··· PASSAGE TO READ ···
# Lubricating a mill



## wm460 (Jun 3, 2015)

I got the Sieg SX3  striped down and cleaned ready to re assemble.

What sort of grease do I use on the lead screw?

What oil and grease should I lubricate it with.

Must be available in Aust


----------



## Swifty (Jun 3, 2015)

I've never used grease on a lead screw, just a lubricating oil. I would not use motor oil at all, I fill my oil can up with hydraulic oil that I use in the lathe headstock.

Paul.


----------



## Blogwitch (Jun 3, 2015)

Hi,
I have used for many years a copper based grease for all greasing situations such as this.
I find it doesn't throw off or pick up swarf like most other greases. I don't know if it correct, but my leadscrew nuts have lasted really well with it.

I do know a chap who swears by using a Rocol tapping compound (which looks like a thick grease), he states that it is a very high pressure lubricant, so should work with anything that requires high pressures, which a leadscrew and nut are.

Normally people just slap on a bit of general purpose grease, but I am sure that by using peoples knowledge about specialised greases, life spans of high pressure items such as yours can be significantly increased.

For other high pressure areas, such as dovetails and slideways, a 68 grade of oil should be used as it creates a very close tolerance film of lubricant between the sliding parts (approx 0.002" thick), which a thinner oil cannot achieve and retain.

Hope this helps

John


----------



## Swifty (Jun 3, 2015)

A lot of the older Bridgeport mills had a mark on the X axis slide that you had to align, then undo a grub screw in the middle of the centre T slot so you could oil the Y axis nut and spindle. My Bridgeport clone has a hand operated oil pump on the side taking oil to the axis nuts and sideways.

Paul.


----------



## kvom (Jun 3, 2015)

Way oil on slides for me.


----------



## barnesrickw (Jun 3, 2015)

Whatever is in that little red can out in my shed.


----------



## XD351 (Jun 3, 2015)

Chainsaw bar oil .


----------



## pete (Jun 4, 2015)

Think about it logically. While there somehow might be a very few almost unknown and old/rare machine tool manufacturer's who may or might recommend any kind of grease as lubrication for somewhere on there machines, I've yet to ever see that in print so far. It's ALWAY'S oil and usually the same oil as what they recommend for the slides. Way oil,and only way oil. Obviously the feed screws and nut's will slowly wear over time, that does create contamination within the lubrication from fine metal wear particles from the feed screws and the nut. Running that contamination that your not flushing out with the grease will just greatly accelerate the wear and tear on your machine tools. Oil tends to flush out those wear particles. And grease lubrication tends to fairly quickly get squeezed out or move away from the high pressure point's and the needed lubrication areas. Oil will at least mostly flush any contamination out. Even air bore dust, grinding dust, or whatever will tend to get drawn into anything that's grease lubricated. But every time you add more oil it will usually flush or wash out that contamination if your not being dirt cheap with the oil application.
···
WORK TO DO –
1 – According to the forum thread, what grade of oil should be used on dovetails and slideways?
2 – Rewrite the records from the line with "Provide the location of every instance of the utility" up to and including the last line of the records, changing "blue tarp" to "green tarp" and leaving everything else the same.
The thread and the records have nothing to do with each other.
··· EXERCISE INPUT ···
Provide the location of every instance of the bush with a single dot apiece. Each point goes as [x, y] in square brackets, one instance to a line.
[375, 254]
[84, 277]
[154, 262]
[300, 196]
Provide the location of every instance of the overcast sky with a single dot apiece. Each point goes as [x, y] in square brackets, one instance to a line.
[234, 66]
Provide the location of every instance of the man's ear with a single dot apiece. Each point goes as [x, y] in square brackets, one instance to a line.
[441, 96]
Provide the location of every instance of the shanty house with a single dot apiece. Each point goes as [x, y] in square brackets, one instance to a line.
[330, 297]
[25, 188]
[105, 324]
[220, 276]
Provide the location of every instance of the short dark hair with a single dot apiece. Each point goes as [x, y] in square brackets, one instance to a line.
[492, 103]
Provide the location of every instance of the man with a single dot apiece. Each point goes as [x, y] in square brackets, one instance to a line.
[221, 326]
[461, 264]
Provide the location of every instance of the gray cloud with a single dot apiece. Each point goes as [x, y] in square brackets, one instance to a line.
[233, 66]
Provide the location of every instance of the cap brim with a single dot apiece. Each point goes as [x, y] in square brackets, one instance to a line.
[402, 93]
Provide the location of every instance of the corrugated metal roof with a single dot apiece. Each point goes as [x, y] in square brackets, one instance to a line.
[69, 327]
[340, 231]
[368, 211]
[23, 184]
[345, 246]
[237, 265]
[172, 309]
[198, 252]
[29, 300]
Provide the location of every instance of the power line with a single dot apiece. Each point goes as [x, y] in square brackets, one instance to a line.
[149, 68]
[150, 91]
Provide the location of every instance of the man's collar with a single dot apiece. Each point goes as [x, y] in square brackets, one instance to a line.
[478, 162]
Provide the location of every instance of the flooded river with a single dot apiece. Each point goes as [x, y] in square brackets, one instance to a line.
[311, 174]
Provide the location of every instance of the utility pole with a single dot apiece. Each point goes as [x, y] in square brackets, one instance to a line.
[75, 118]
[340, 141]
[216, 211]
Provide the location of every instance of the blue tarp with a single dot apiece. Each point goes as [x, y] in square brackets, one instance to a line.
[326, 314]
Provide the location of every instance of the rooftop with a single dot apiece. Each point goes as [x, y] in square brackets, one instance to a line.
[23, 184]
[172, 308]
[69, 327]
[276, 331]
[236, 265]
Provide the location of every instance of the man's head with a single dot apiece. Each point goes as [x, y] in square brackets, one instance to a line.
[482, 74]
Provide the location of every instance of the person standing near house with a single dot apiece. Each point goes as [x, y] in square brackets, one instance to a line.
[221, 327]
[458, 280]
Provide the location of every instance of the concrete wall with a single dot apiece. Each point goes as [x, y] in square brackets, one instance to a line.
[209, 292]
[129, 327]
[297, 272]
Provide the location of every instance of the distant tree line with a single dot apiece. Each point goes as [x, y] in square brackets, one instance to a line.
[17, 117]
···
RESPONSES PER TASK –
1 – A 68 grade of oil.

2 –
Provide the location of every instance of the utility pole with a single dot apiece. Each point goes as [x, y] in square brackets, one instance to a line.
[75, 118]
[340, 141]
[216, 211]
Provide the location of every instance of the green tarp with a single dot apiece. Each point goes as [x, y] in square brackets, one instance to a line.
[326, 314]
Provide the location of every instance of the rooftop with a single dot apiece. Each point goes as [x, y] in square brackets, one instance to a line.
[23, 184]
[172, 308]
[69, 327]
[276, 331]
[236, 265]
Provide the location of every instance of the man's head with a single dot apiece. Each point goes as [x, y] in square brackets, one instance to a line.
[482, 74]
Provide the location of every instance of the person standing near house with a single dot apiece. Each point goes as [x, y] in square brackets, one instance to a line.
[221, 327]
[458, 280]
Provide the location of every instance of the concrete wall with a single dot apiece. Each point goes as [x, y] in square brackets, one instance to a line.
[209, 292]
[129, 327]
[297, 272]
Provide the location of every instance of the distant tree line with a single dot apiece. Each point goes as [x, y] in square brackets, one instance to a line.
[17, 117]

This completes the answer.